- _Supplied passage_:
┄┄┄┄┄┄┄┄┄┄
We noticed that SO2 was negatively correlated to temperature with a 0.59 coefficient, let’s see this on the long duration:
t <- ts_plot(DFAllbmcs[,c(1,8,9)],
title = "SO2 vs temperature",
line.mode="lines+markers",
Xtitle = "Time",
Ytitle = "Scaled value",
slider=TRUE)
t
Looking at the curves of SO2 versus temperatures here above, you can notice that the correlation is flagrant from 2007 to a date around 2015. But after this point of the time, the variations of the temperatures follow the same pace, while SO2 remains lower and seems to stabilize.
I deduce from this that this correlation was in no way a causal relationship, or that a third factor, linked to the level of temperatures, such as the use of home heating for example, disappeared or was transformed in order to emit less sulfur dioxide.
PM10 is supposed to be correlated with the speed of the wind (-0.26), it’s direction (-0.36) and the precipitation duration (-0.42), atmospheric pressure (0.38) and temperature (-0.28). Traffic is quite low with a -0.14 coefficient. So we see a weak correlation with several events…
Then, for PM10, there are no dominant factor. Precipitation duration and the atmospheric pressure seems to be more influential than the other parameters, but if we guess that it would have positive effect only combined with the others.
t <- ts_plot(DFAllbmcs[,c(1,4,6,7,9,10)],
title = "PM10 vs temperature, precipitation duration, speed of the wind and traffic",
line.mode="lines+markers",
Xtitle = "Time",
Ytitle = "Scaled value",
slider=TRUE)
┄┄┄┄┄┄┄┄┄┄
- _Challenge A_:
In the pollution analysis, what correlation coefficient links PM10 to precipitation duration?
- _Challenge B_:
Sum up the pollution analysis in two sentences.
The listing comes from another source.

- _Provided information_:
┄┄┄┄┄┄┄┄┄┄
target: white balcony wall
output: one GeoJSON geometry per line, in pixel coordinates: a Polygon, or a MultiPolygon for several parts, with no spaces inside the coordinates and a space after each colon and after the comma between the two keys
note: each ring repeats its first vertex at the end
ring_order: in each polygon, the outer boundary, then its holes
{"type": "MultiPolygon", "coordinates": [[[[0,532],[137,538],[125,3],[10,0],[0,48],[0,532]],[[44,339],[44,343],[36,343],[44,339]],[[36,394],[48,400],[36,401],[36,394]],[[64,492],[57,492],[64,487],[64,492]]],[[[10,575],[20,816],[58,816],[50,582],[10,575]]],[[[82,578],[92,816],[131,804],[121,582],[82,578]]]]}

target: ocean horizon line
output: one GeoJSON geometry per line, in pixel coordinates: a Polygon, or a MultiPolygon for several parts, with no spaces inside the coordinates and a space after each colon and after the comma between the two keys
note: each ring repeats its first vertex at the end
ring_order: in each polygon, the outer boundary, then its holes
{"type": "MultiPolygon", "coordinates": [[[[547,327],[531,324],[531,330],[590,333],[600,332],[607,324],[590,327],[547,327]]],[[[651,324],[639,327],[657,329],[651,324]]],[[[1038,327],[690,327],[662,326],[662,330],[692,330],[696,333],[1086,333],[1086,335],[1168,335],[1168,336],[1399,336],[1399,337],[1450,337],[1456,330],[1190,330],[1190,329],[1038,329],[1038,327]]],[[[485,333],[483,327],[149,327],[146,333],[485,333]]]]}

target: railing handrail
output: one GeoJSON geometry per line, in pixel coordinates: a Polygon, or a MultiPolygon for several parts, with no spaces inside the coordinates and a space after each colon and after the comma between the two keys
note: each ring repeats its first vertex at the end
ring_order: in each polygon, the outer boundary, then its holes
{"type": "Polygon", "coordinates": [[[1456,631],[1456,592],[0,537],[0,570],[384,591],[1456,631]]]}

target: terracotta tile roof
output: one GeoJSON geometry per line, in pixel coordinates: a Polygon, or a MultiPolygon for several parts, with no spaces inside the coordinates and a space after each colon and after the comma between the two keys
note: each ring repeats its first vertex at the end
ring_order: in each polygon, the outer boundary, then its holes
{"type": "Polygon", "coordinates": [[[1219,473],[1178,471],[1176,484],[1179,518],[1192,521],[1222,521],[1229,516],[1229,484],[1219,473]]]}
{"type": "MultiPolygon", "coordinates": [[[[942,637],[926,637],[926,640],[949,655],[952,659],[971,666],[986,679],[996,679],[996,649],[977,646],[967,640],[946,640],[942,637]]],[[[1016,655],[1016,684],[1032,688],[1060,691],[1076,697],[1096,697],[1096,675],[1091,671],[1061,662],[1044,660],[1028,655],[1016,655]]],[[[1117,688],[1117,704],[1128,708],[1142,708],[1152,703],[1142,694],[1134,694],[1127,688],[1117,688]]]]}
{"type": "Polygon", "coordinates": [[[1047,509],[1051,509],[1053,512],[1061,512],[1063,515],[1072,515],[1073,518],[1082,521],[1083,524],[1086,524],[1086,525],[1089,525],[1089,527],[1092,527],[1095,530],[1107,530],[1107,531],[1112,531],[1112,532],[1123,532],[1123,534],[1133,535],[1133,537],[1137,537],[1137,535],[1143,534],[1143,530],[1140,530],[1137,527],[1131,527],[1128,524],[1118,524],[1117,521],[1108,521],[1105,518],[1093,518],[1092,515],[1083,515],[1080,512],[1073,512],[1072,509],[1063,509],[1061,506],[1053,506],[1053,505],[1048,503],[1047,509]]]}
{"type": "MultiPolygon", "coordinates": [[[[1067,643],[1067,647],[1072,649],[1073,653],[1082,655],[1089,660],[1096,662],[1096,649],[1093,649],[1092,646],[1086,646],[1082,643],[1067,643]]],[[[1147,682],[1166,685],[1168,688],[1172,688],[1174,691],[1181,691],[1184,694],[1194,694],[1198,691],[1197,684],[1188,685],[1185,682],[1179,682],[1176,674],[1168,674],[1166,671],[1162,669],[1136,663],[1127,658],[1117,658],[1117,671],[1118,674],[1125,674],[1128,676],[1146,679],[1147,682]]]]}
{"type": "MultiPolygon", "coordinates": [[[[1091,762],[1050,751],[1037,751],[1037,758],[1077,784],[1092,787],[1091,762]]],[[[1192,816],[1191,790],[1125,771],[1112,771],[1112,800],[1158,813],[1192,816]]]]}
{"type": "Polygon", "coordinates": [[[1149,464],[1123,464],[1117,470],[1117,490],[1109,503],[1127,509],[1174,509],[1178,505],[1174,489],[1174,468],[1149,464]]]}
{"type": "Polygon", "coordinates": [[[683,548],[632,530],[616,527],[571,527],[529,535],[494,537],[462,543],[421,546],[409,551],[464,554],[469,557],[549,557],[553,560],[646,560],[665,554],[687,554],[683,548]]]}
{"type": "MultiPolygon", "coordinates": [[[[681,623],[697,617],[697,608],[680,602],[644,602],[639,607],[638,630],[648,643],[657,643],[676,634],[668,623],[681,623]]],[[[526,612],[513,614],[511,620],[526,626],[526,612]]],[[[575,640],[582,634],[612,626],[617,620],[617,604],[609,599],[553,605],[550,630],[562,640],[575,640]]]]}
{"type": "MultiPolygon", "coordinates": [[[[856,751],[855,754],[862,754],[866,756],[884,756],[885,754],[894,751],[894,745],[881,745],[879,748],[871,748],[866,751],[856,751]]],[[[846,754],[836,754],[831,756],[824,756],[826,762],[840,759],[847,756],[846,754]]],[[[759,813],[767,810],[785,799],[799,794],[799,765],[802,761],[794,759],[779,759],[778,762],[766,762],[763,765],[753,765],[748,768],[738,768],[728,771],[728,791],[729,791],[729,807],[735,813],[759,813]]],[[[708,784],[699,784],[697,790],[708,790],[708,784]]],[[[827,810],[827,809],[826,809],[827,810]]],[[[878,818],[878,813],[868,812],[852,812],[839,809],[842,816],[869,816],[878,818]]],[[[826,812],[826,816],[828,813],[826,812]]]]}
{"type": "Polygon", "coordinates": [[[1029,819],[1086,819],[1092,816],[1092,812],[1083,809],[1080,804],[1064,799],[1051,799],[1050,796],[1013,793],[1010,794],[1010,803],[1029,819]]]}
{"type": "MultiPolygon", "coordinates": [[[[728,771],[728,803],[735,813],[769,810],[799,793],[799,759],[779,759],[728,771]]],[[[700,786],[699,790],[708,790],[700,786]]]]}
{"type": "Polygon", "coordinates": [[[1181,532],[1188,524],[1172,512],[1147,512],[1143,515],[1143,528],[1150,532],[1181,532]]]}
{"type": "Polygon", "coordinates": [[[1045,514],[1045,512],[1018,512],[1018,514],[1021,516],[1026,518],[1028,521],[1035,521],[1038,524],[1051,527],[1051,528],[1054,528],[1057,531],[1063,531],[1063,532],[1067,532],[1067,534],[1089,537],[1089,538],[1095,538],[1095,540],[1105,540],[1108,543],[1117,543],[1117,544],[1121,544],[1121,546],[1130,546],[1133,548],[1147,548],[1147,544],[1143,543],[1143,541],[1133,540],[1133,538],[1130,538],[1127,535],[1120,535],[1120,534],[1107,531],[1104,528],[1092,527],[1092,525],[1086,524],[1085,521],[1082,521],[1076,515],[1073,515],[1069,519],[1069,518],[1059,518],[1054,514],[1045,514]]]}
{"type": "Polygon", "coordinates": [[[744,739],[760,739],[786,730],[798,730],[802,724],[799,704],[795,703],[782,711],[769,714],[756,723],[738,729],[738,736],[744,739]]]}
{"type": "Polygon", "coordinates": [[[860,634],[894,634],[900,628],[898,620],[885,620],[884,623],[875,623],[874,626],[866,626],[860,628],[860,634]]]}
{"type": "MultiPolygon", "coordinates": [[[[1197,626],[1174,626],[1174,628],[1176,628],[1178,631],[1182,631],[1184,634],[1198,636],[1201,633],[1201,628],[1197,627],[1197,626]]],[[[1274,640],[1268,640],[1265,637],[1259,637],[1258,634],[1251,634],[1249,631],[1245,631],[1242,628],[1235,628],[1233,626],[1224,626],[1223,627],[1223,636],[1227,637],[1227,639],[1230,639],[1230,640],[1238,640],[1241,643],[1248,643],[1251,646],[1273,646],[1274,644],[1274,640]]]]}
┄┄┄┄┄┄┄┄┄┄
- _Correct answer A_:
-0.42

- _Correct answer B_:
SO2 tracked temperature closely from 2007 to around 2015, but afterward it stayed lower and seemed to stabilize while temperatures kept varying, which led to the conclusion that the correlation was not causal or that a temperature-linked factor such as home heating disappeared or changed to emit less sulfur dioxide. PM10 shows only weak correlations with wind speed and direction, precipitation duration, atmospheric pressure, temperature and traffic, with no dominant factor.